Instruction: Please extract the lines from the records below, from the line containing "Subject = gray shorts" through the line containing "top-left (995, 544), bottom-right (1344, 820)", inclusive, and reproduce them verbatim.

Entries from an annotation dataset
## Begin
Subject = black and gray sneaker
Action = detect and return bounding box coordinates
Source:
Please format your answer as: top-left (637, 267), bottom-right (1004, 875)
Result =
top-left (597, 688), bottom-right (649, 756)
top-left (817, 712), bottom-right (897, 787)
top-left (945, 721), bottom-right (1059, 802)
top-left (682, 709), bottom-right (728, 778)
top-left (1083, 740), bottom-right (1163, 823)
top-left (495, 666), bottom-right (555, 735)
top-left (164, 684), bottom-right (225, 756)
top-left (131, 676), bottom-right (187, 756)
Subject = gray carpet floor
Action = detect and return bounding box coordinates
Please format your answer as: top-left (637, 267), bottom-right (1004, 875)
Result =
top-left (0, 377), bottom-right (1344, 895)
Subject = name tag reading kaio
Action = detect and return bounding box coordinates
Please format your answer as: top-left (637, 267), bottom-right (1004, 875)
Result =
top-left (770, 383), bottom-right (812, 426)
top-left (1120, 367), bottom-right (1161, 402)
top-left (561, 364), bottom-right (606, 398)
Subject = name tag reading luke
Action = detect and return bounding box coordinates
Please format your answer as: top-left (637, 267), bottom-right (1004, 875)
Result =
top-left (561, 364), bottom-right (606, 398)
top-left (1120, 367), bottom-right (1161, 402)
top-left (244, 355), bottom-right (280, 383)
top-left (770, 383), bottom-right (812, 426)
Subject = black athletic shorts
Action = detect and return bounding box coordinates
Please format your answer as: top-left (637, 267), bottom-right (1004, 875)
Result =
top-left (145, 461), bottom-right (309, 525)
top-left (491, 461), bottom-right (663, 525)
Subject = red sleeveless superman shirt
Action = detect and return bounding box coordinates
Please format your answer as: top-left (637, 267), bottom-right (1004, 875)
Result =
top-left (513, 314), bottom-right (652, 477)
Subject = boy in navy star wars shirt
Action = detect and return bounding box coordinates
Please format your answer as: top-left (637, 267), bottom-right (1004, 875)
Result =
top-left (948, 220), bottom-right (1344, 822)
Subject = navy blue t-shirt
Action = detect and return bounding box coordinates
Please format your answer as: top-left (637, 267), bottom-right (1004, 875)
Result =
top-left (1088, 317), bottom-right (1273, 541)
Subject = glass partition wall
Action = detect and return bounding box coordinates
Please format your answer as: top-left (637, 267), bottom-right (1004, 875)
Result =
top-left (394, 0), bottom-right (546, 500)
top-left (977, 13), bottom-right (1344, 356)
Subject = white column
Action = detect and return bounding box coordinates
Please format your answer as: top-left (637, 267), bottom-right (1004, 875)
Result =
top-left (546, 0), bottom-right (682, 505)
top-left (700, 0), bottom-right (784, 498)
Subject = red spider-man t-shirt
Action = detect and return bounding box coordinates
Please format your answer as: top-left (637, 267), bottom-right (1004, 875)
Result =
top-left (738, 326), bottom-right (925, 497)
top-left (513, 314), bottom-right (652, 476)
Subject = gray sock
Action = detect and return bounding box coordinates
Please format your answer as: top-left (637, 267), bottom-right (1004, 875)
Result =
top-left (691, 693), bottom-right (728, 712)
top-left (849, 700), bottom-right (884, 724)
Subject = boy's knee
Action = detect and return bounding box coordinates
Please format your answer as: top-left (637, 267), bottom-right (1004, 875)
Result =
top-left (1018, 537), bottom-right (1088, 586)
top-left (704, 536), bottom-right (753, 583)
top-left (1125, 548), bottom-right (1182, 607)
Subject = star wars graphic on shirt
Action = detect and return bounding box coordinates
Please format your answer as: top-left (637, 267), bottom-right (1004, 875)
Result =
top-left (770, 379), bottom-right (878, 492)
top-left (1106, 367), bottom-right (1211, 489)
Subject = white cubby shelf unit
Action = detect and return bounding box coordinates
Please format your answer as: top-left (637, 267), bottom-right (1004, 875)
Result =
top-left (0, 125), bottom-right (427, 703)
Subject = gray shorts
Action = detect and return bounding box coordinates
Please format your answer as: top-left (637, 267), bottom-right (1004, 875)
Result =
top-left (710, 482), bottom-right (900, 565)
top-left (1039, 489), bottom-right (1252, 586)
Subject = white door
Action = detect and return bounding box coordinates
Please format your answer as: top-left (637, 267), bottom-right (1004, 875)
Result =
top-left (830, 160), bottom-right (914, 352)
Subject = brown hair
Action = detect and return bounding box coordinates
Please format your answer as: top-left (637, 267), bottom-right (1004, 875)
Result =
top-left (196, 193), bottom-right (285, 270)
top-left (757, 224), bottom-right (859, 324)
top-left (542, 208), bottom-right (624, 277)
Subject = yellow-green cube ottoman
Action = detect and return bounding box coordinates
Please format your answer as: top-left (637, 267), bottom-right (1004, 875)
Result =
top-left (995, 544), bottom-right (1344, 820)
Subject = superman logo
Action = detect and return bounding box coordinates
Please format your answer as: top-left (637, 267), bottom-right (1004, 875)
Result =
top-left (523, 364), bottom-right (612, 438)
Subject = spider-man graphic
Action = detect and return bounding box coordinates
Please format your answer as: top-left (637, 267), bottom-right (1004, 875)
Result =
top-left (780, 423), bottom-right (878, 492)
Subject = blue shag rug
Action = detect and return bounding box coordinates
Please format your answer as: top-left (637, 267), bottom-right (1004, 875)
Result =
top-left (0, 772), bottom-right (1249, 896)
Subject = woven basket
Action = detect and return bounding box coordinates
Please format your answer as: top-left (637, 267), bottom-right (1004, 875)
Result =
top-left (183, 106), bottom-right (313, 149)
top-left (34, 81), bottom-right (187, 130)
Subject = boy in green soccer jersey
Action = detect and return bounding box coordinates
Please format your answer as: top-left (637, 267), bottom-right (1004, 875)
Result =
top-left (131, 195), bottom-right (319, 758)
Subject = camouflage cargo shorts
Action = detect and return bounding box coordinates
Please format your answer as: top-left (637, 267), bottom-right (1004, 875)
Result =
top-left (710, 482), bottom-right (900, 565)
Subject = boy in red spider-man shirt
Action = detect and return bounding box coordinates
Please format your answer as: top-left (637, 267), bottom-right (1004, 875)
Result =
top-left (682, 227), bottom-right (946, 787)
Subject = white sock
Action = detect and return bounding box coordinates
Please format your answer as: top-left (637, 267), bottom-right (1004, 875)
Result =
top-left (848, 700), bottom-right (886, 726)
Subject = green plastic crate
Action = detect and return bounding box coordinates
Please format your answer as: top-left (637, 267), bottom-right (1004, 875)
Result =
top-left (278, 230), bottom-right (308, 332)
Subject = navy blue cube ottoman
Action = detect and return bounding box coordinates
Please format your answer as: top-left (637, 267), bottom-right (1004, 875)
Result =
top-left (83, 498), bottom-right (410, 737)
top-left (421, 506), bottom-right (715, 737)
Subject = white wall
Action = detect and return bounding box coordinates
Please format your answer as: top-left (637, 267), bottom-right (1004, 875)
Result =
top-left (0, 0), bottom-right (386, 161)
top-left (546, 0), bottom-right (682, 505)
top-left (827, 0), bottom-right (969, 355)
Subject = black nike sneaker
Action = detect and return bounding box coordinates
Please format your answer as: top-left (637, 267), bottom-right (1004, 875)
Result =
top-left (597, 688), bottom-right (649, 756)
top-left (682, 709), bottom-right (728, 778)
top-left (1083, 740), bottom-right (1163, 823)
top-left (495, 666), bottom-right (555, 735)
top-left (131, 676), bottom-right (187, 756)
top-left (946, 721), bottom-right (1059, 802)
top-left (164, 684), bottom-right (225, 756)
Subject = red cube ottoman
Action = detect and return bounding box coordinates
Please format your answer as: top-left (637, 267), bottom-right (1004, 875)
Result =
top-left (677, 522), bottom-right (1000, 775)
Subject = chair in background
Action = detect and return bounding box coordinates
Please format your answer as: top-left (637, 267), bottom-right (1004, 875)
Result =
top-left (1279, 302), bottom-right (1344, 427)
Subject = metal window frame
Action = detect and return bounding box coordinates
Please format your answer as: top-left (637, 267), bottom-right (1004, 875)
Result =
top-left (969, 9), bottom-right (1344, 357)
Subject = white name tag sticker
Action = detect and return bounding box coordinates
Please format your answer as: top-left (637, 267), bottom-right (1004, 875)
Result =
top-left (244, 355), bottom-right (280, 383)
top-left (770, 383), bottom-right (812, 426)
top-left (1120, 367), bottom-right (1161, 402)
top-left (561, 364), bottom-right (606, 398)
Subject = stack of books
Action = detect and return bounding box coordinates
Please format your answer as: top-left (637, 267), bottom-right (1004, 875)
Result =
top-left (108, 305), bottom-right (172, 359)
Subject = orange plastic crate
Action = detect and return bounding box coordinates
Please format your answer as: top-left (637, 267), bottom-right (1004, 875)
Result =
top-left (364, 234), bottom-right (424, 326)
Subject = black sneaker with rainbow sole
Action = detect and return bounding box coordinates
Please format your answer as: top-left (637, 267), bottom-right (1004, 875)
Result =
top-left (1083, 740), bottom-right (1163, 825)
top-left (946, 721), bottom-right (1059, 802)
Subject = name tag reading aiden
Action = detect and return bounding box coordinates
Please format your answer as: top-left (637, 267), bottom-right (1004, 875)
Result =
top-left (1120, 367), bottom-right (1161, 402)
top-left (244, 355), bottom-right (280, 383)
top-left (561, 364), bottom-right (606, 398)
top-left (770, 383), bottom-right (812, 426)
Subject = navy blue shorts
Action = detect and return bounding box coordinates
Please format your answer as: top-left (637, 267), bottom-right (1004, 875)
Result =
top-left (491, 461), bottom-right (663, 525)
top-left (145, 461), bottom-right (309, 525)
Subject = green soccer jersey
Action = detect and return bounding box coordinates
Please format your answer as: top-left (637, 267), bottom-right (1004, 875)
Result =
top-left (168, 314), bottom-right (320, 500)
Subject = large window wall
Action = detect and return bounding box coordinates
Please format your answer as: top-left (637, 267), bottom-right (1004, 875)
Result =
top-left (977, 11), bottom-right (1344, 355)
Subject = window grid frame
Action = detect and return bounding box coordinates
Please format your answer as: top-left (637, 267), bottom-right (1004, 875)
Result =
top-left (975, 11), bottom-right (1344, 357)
## End
Written solution:
Subject = gray shorts
Action = detect and return bounding box coordinates
Please format your answer as: top-left (637, 267), bottom-right (1004, 875)
Result =
top-left (710, 482), bottom-right (900, 565)
top-left (1039, 489), bottom-right (1252, 586)
Subject = white door
Action = detect and return bounding box coordinates
Please format your answer as: top-left (637, 267), bottom-right (1004, 875)
Result =
top-left (830, 160), bottom-right (914, 352)
Subject = brown hair
Action = detect and return bounding box coordinates
Please format your answer as: top-left (637, 267), bottom-right (1004, 875)
Result =
top-left (196, 193), bottom-right (285, 270)
top-left (757, 224), bottom-right (859, 324)
top-left (542, 208), bottom-right (624, 277)
Subject = yellow-green cube ottoman
Action = detect and return bounding box coordinates
Please format your answer as: top-left (637, 267), bottom-right (1004, 875)
Result =
top-left (995, 544), bottom-right (1344, 820)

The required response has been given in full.